Supplied material:
#####

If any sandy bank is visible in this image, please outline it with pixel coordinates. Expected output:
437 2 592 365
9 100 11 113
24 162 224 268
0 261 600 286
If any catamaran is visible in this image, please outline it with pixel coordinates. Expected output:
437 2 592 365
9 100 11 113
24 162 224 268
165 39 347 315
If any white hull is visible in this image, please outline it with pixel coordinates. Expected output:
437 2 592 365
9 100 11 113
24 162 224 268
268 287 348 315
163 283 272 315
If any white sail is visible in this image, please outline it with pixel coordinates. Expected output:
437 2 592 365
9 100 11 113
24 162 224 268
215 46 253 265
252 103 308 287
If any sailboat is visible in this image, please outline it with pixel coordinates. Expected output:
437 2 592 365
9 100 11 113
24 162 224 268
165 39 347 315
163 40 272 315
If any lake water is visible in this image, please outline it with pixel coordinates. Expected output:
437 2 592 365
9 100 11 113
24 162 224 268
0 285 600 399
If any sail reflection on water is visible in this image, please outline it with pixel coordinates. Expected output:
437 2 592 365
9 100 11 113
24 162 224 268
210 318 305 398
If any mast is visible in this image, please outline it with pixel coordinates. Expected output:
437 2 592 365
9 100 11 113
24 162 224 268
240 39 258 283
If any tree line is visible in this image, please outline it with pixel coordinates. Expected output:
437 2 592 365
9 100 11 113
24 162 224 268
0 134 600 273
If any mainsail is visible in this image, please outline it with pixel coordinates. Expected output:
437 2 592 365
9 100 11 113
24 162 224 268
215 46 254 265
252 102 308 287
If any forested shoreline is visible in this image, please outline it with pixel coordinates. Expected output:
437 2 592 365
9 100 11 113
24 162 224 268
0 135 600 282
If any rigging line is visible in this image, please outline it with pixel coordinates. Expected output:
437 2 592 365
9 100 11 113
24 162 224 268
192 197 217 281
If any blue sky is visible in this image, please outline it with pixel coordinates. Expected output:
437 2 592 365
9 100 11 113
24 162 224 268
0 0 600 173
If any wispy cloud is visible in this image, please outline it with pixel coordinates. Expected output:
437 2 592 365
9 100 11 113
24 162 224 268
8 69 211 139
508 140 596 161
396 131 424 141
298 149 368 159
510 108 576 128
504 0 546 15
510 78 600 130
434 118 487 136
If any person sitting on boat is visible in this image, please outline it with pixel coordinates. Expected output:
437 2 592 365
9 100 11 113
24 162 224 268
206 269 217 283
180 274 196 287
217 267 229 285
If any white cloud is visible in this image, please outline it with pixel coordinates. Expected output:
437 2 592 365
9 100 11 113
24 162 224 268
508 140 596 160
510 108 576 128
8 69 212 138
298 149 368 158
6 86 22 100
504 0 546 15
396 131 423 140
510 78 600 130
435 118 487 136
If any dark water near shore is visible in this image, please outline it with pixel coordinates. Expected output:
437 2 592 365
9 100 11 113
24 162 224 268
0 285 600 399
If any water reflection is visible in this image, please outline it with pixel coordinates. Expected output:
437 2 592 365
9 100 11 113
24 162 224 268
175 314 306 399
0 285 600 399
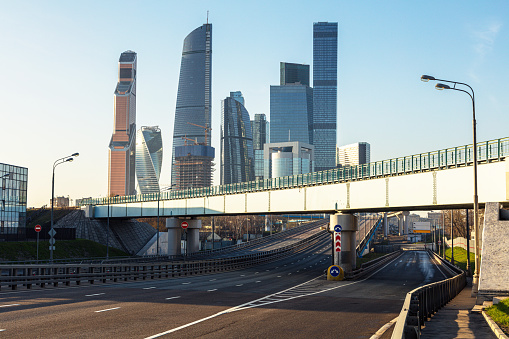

#####

Return all of the lines above word for word, omitting the pictures.

Reply to the task:
If any sandy bank is visible in this image, please outline it with pixel coordinates. Expected output:
437 2 592 365
9 100 11 113
24 162 224 268
0 261 600 286
If any catamaran is visible in this image, please outline it with pixel coordinates. Expected output:
437 2 592 365
9 100 11 113
24 162 224 268
165 39 347 315
If any white hull is visible in this image, please outline it with pixel coordinates. Expected output:
437 2 592 365
9 100 11 113
24 162 224 268
268 287 348 315
163 283 272 315
If any white sail is visible in this image, please outline it with pixel coordinates. Expected output:
437 2 592 365
9 100 11 113
24 162 224 268
215 46 253 265
252 103 308 287
If any sailboat is visible in this image, please outline it with pixel coordinates. Expected output:
437 2 592 365
9 100 11 113
24 162 224 268
165 39 347 315
163 40 272 315
If any lake water is visible in this image, please outline it with pixel coordinates. Expected output:
437 2 592 365
9 100 11 113
24 162 224 268
0 285 600 399
If any sail reflection on water is visible in this image, please outline it with pixel coordinates. Expected output:
437 2 592 365
9 100 11 113
24 162 224 268
210 318 305 398
If any mast is visible in this image, please outline it with pixel coordinates. Expected output:
437 2 592 365
9 100 11 113
24 162 224 268
240 39 258 283
If any tree line is visible in this image, please outline it with pixel coordinates. Expected output:
437 2 592 365
9 100 11 113
24 162 224 268
0 134 600 273
If any mainsail is visible in this image, please outline it with pixel coordinates. Expected output:
437 2 592 365
9 100 11 113
24 162 224 268
215 46 254 265
252 102 308 287
If any forested shoreline is visible in this image, please outline it with pixel coordinates. Expected output:
437 2 592 365
9 100 11 113
24 162 224 268
0 135 600 282
If any rigging line is visible in this image, please outline it with pixel coordinates. Expected output:
437 2 592 365
9 100 11 113
24 162 224 268
192 197 217 281
If any blue sky is visible in this image, please outline it with pixel coordinates. Expected output:
437 2 592 365
9 100 11 113
24 162 224 268
0 0 600 173
If any wispy cloud is visible in this image, please outline it with pixel coordinates. Expected output:
437 2 592 365
9 100 11 113
24 162 224 268
8 69 211 139
508 140 596 161
396 131 424 141
298 149 368 159
510 108 576 128
504 0 546 15
510 78 600 130
434 118 487 136
If any person sitting on boat is visible in this image, please outline it with pixel coordinates. Expected output:
437 2 592 365
9 100 11 113
24 162 224 268
206 269 217 283
180 274 196 287
217 267 229 285
If any white cloud is visible in this image, please outline it with pixel coordinates. Expected output:
437 2 592 365
9 100 11 113
24 162 224 268
508 140 596 160
510 108 576 128
8 69 212 138
298 149 368 158
6 86 22 100
504 0 546 15
396 131 423 140
510 78 600 130
435 118 487 136
If any dark water near shore is visible in this image, please outline it with pixel coordinates. Expected output:
437 2 592 365
9 100 11 113
24 162 224 268
0 285 600 399
If any water reflection is visible in this image, please outline it with pixel coordinates. Expected output:
437 2 592 365
9 100 11 113
24 162 224 268
175 314 306 399
0 285 600 399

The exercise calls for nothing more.